Le dieu est barbu ; sa coiffure est traitée en grosses mèches entourant un front bas et tombant sur la nuque. L’arcade sourcilière est peu modelée, le nez est droit et large avec d’épaisses narines et les yeux gardent la trace de deux perforations figurant les pupilles. La bouche accuse une lèvre inférieure charnue en opposition à une lèvre supérieure à peine visible ; l’épaisseur des commissures est accentuée par le relief de la barbe. Le dieu est vêtu d’une tunique dont le plissé est encore visible. On distingue sur l’épaule droite un élément saillant en demi-lune ; il pourrait s’agir d’une agrafe fixant le manteau;

 

Les oiseaux frappent par leurs proportions bien supérieures à celles du dieu. Leur corps renflé s’étire sur toute la profondeur de l’objet. Sur les bords extérieurs, on peut voir une patte à trois griffes pour chacun des volatiles. Les ailes sont refermées et plaquées le long du corps ; chacune d’elles est décorée par trois degrés suggérant les plumes.

Le matériel –
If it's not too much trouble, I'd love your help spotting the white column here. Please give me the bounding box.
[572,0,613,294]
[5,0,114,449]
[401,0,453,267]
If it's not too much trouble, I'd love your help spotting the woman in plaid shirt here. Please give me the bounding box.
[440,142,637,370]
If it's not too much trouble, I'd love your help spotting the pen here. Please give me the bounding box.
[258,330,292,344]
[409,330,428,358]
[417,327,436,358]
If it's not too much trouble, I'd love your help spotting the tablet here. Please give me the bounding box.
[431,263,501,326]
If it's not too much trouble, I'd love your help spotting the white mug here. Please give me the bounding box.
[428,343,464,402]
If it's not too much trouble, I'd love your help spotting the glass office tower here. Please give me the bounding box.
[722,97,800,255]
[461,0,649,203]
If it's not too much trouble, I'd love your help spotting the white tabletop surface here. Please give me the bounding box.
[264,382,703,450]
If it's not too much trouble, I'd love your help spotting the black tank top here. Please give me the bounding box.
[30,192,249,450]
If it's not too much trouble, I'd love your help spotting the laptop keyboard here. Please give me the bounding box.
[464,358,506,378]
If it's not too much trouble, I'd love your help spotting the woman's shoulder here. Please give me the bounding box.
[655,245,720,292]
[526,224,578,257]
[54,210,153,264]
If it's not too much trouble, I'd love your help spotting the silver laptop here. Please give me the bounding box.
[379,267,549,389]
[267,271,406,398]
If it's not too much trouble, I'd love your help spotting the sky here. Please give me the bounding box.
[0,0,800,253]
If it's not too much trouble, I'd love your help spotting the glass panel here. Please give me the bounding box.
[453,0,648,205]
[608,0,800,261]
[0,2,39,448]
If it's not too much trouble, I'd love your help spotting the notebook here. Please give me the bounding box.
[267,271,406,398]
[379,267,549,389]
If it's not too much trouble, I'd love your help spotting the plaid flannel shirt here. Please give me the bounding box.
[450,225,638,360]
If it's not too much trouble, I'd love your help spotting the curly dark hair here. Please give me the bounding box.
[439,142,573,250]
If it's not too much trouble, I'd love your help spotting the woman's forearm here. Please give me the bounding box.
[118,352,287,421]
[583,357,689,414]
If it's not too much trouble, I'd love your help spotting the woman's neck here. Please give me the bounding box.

Votre travail –
(a) Répondez à ces questions d'après le texte :
(i) De quel vêtement le dieu est-il habillé ?
(ii) Combien de griffes compte la patte visible de chaque oiseau ?
(iii) Comment les ailes des oiseaux sont-elles placées ?
(b) Dressez la liste de tous les vêtements et accessoires que le texte nomme à propos du dieu.
Ce matériel ne sert à rien dans ce travail.

Les réponses –
(a)
(i) D'une tunique.
(ii) Trois.
(iii) Refermées et plaquées le long du corps.

(b) La tunique, l'agrafe, le manteau.